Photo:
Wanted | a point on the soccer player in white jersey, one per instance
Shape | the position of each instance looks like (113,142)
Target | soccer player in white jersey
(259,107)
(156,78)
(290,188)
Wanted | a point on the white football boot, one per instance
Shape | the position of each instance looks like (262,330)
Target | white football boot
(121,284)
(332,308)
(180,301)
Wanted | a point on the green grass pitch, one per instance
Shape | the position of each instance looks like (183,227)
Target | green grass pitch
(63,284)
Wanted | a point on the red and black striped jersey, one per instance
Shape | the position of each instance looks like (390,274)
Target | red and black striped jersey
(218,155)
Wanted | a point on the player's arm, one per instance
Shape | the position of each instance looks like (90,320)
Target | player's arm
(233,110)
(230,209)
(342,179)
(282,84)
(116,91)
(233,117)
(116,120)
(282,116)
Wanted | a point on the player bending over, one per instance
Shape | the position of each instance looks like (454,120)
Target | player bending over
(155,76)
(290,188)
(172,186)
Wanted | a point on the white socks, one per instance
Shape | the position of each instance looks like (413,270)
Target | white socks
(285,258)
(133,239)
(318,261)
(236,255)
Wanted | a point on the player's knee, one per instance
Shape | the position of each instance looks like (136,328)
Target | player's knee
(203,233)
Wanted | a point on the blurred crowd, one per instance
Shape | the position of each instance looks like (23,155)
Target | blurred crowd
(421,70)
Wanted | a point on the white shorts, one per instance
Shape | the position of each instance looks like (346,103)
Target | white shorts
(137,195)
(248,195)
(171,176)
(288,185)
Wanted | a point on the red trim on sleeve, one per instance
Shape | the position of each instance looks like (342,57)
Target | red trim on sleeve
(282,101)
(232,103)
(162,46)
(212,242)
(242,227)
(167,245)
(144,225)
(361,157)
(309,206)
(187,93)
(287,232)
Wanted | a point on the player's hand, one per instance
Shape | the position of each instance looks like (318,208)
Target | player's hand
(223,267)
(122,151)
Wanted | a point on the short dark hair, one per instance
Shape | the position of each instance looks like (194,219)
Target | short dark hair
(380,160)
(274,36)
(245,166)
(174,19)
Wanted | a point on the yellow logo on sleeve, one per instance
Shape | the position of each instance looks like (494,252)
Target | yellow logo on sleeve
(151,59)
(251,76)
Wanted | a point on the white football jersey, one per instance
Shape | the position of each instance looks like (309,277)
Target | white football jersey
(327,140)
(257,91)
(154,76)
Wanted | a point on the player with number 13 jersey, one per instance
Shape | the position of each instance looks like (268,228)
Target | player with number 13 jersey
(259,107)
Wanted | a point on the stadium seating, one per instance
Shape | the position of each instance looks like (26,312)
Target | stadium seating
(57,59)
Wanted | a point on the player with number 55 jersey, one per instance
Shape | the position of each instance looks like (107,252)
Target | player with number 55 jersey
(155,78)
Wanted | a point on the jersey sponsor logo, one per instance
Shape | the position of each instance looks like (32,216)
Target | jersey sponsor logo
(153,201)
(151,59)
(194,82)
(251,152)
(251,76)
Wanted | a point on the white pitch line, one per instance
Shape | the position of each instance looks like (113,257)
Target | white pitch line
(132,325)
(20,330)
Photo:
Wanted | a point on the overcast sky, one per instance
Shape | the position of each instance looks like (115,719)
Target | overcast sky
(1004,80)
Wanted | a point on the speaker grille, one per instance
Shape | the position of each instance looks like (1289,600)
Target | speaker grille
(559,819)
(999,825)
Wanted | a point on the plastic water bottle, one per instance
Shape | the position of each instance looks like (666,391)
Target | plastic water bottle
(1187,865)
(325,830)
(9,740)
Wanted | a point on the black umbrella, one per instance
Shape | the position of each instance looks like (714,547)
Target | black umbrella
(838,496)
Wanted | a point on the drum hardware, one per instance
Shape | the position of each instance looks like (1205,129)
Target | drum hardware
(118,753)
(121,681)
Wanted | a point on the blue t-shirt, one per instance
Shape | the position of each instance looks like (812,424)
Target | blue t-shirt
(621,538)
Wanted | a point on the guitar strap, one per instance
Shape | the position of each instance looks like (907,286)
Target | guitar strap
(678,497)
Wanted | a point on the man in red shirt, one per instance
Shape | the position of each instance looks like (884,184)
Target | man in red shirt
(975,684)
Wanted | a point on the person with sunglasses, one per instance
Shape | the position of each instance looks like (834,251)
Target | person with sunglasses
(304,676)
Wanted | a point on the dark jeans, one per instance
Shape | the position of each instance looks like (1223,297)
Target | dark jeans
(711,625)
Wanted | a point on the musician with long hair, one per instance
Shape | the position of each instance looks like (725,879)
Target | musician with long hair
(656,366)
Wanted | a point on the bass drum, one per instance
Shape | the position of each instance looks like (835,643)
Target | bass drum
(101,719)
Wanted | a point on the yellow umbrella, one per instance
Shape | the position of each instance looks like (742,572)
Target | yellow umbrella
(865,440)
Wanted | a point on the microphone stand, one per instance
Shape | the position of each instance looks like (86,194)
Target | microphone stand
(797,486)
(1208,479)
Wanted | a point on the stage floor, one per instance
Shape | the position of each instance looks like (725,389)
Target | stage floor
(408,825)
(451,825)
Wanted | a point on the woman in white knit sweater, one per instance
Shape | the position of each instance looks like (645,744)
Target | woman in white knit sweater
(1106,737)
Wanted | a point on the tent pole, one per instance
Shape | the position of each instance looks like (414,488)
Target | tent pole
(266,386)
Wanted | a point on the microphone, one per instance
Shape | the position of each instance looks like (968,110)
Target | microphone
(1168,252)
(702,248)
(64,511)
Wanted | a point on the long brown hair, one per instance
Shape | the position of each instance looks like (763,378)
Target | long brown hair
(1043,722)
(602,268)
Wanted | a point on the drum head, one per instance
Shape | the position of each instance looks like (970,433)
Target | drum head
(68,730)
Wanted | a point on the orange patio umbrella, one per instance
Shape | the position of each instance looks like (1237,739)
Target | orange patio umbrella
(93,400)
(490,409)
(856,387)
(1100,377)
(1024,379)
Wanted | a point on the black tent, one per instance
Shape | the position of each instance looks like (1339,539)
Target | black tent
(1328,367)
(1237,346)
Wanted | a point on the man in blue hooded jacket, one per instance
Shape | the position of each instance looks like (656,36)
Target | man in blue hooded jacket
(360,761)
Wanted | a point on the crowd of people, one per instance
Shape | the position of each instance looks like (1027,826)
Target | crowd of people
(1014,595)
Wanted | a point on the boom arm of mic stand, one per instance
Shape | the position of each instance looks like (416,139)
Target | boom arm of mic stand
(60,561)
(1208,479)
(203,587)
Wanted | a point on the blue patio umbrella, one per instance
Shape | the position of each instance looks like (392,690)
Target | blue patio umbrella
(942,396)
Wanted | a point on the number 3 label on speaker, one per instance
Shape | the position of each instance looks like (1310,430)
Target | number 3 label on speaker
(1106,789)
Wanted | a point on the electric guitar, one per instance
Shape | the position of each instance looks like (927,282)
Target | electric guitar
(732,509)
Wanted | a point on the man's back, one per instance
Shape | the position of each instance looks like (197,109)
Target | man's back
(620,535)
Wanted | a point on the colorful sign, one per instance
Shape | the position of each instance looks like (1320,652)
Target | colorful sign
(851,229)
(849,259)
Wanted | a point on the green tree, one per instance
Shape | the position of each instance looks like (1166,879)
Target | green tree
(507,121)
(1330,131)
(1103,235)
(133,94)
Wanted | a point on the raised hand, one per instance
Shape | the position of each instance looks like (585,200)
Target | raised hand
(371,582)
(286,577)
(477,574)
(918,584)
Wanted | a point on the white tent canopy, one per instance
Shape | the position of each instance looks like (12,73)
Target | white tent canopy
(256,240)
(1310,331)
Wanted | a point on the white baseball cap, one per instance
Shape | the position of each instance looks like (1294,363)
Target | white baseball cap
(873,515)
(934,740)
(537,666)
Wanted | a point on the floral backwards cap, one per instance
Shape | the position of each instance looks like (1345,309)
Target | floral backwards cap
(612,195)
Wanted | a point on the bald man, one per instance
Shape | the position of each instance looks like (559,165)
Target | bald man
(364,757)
-*-*-
### Stated task
Repeat the lines from the one containing "Wanted | a point on the electric" through the end of the listing, exactly and without any other lines; both ends are included.

### Result of the task
Wanted | a point on the electric guitar, one per instance
Shape | the position of each instance looks like (927,282)
Target | electric guitar
(732,509)
Wanted | a point on the man's back, one per instance
Shape | the position of each instance looks like (197,109)
Target | man's back
(620,535)
Wanted | a point on the colorful sign, one per instance
Shape | the position of each instance looks like (1320,652)
Target | colorful sign
(851,229)
(849,259)
Wanted | a point on the green tree, one per instance
Shape | the position of each instance looks like (1166,879)
Target | green tree
(507,121)
(1330,131)
(1103,235)
(133,94)
Wanted | a point on the raised hand, one per instance
Shape | the position of each instance looks like (585,200)
Target | raised hand
(371,582)
(286,577)
(477,574)
(918,584)
Wanted | a point on the white tent canopy, one per instance
Shape | the position of each instance looks like (12,73)
Target | white tent canopy
(256,240)
(1310,331)
Wanted | a point on the white baseball cap, one per instance
Shape | the position of each instance looks like (1294,363)
Target | white baseball cap
(873,515)
(934,740)
(537,666)
Wanted | a point on the floral backwards cap, one per instance
Shape | the position of each instance looks like (1345,309)
Target | floral backwards cap
(612,195)
Wanted | a point on the bald man, one per instance
Shape | the position of each instance looks like (559,165)
Target | bald man
(364,757)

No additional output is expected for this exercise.